:: Work to be completed ::
Your copy should hold every record exactly and no images.

:: Dataset excerpts ::

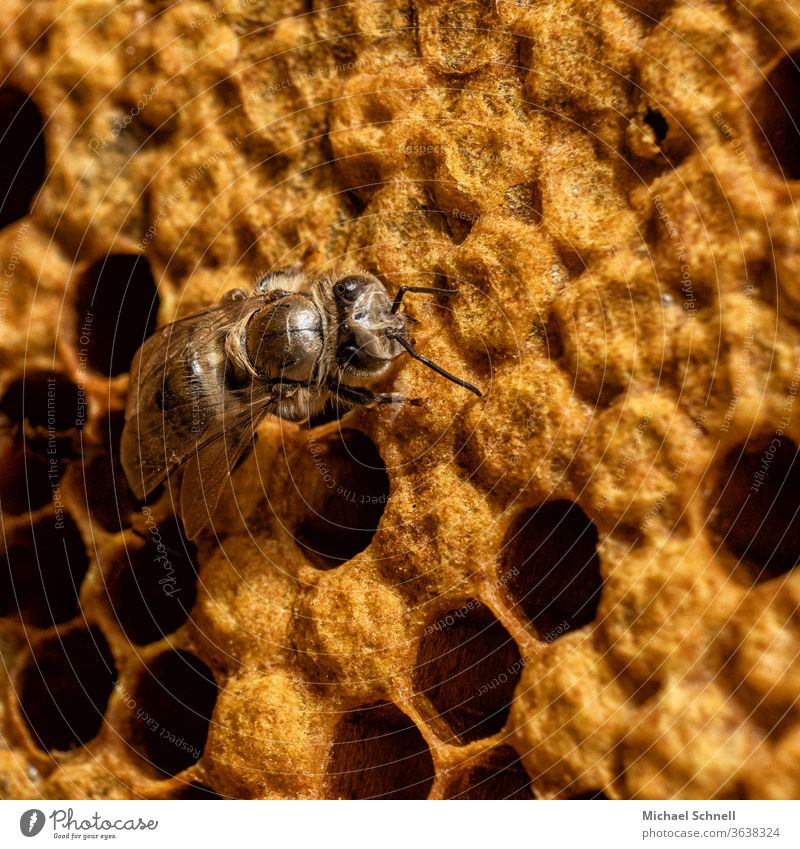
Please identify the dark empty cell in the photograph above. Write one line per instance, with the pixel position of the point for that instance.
(343, 487)
(154, 590)
(46, 400)
(502, 777)
(756, 506)
(596, 795)
(378, 753)
(25, 483)
(196, 791)
(117, 306)
(65, 689)
(551, 569)
(108, 496)
(46, 409)
(171, 710)
(41, 570)
(467, 669)
(657, 123)
(22, 153)
(776, 116)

:: Expected answer ::
Please identify the dark empty cell in the photograph above. Write one line per instance, with the pixel position of the point for that instance.
(343, 487)
(154, 590)
(46, 400)
(502, 777)
(756, 506)
(596, 795)
(378, 753)
(25, 483)
(196, 791)
(117, 306)
(65, 689)
(551, 569)
(108, 496)
(46, 409)
(171, 710)
(41, 570)
(467, 669)
(657, 123)
(22, 153)
(776, 116)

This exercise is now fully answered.